Extracted text -
____________

If I were to switch to Ubuntu as my full-time OS, I would sorely miss other Mac OS innovations: notably Expose, Apple’s insanely great window-switching utility. And I’ve heard (although I haven’t tested this) that Ubuntu still falls well short on the laptop side, with Mac OS being superior on rapid sleep and wake (something Windows doesn’t do right either) and on rapidly and transparently finding and logging on to wireless networks.

But those are details that can doubtless be ironed out in future posts. It seems to me (based on a few hours of tinkering) that the biggest obstacle now facing Ubuntu is that it has to swim against the tide of the Windows and Mac OS network effects. In many cases, the features that Ubuntu lacks are features that are provided for free to other companies. For example, there doesn’t appear to be a user-friendly Flash player for PowerPC-based Linux machines. And Google Maps doesn’t seem to work with Konquerer, the default browser of KDE (it works fine with Firefox, however). These aren’t a case of Linux users being too cheap to pay for needed software: Adobe and Google give these products away for free to the users of other platforms. It simply reflects the fact that there are not yet enough Linux PowerPC and Konquerer users, respectively, to provide support.

____________

Prompt -
Write out the entire passage on switching to Ubuntu word for word. The records that follow come from a separate source unrelated to the passage on switching to Ubuntu.

____________

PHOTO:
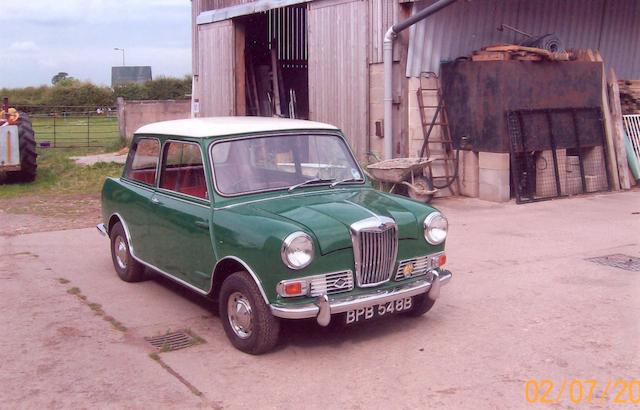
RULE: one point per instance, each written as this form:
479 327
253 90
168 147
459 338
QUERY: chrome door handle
202 224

____________

Reply -
If I were to switch to Ubuntu as my full-time OS, I would sorely miss other Mac OS innovations: notably Expose, Apple’s insanely great window-switching utility. And I’ve heard (although I haven’t tested this) that Ubuntu still falls well short on the laptop side, with Mac OS being superior on rapid sleep and wake (something Windows doesn’t do right either) and on rapidly and transparently finding and logging on to wireless networks.

But those are details that can doubtless be ironed out in future posts. It seems to me (based on a few hours of tinkering) that the biggest obstacle now facing Ubuntu is that it has to swim against the tide of the Windows and Mac OS network effects. In many cases, the features that Ubuntu lacks are features that are provided for free to other companies. For example, there doesn’t appear to be a user-friendly Flash player for PowerPC-based Linux machines. And Google Maps doesn’t seem to work with Konquerer, the default browser of KDE (it works fine with Firefox, however). These aren’t a case of Linux users being too cheap to pay for needed software: Adobe and Google give these products away for free to the users of other platforms. It simply reflects the fact that there are not yet enough Linux PowerPC and Konquerer users, respectively, to provide support.